Listing:
::::::::::

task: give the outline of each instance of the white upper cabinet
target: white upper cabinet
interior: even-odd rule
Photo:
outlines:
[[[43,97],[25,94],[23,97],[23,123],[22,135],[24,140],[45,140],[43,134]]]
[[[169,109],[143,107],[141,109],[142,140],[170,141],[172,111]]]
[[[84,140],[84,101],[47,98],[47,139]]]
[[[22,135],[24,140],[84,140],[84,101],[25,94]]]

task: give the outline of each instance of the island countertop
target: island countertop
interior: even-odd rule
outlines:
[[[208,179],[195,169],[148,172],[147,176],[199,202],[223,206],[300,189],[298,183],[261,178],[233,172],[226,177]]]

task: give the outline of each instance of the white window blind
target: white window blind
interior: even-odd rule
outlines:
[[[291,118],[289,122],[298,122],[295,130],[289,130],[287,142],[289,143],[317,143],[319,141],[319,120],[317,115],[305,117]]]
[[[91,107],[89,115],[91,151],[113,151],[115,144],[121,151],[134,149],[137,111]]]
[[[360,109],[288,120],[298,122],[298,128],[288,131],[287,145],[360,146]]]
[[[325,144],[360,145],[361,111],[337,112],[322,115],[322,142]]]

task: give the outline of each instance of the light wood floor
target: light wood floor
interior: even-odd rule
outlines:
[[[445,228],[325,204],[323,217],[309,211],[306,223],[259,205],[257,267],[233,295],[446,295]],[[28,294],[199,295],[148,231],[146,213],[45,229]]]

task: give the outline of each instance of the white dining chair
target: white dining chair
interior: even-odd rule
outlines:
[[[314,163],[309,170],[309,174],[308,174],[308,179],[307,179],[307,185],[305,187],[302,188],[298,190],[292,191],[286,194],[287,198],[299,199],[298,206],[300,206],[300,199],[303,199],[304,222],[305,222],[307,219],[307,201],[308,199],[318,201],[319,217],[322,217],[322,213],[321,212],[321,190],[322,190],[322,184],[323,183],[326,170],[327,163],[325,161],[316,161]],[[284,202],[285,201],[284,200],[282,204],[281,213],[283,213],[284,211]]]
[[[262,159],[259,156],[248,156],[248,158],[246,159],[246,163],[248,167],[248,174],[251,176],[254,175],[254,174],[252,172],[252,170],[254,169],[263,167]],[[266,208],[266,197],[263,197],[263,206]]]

::::::::::

Work required: Copy every line of the records above without changing a single character.

Output:
task: give the outline of each instance of the white upper cabinet
target: white upper cabinet
interior: even-odd rule
Photo:
outlines:
[[[43,97],[25,94],[23,97],[23,123],[22,135],[24,140],[45,140],[43,134]]]
[[[169,109],[143,107],[141,109],[142,140],[170,141],[172,111]]]
[[[84,140],[84,101],[47,98],[47,139]]]
[[[22,135],[24,140],[84,140],[84,101],[25,94]]]

task: give the outline of each instance of the island countertop
target: island countertop
interior: even-odd rule
outlines:
[[[208,179],[195,169],[148,172],[147,176],[199,202],[223,206],[300,189],[298,183],[261,178],[233,172],[226,177]]]

task: give the outline of each instance of the white window blind
target: white window blind
interior: even-odd rule
outlines:
[[[291,118],[289,122],[298,122],[295,130],[289,130],[287,142],[289,143],[317,143],[319,141],[319,120],[317,115],[305,117]]]
[[[91,107],[89,115],[91,151],[113,151],[115,144],[121,151],[134,149],[137,111]]]
[[[360,109],[288,120],[298,122],[298,128],[288,131],[287,145],[360,146]]]
[[[325,144],[360,145],[361,111],[337,112],[322,115],[322,142]]]

task: give the outline of each instance of the light wood floor
target: light wood floor
interior: even-odd rule
outlines:
[[[445,228],[325,204],[323,217],[309,211],[306,223],[259,205],[257,267],[233,295],[446,295]],[[28,294],[199,295],[148,231],[146,213],[45,229]]]

task: give the outline of each instance of the white dining chair
target: white dining chair
interior: even-odd rule
outlines:
[[[314,163],[309,170],[309,174],[308,174],[308,179],[307,179],[307,185],[305,187],[302,188],[298,190],[292,191],[286,194],[287,198],[299,199],[298,206],[300,206],[300,199],[303,199],[304,222],[305,222],[307,219],[307,201],[308,199],[318,201],[319,217],[322,217],[322,213],[321,212],[321,190],[322,190],[322,184],[323,183],[326,170],[327,163],[325,161],[316,161]],[[284,202],[285,201],[284,200],[282,204],[281,213],[283,213],[284,211]]]
[[[262,159],[259,156],[248,156],[248,158],[246,159],[246,163],[248,167],[248,174],[251,176],[254,175],[254,174],[252,172],[252,170],[254,169],[263,167]],[[266,208],[266,197],[263,197],[263,206]]]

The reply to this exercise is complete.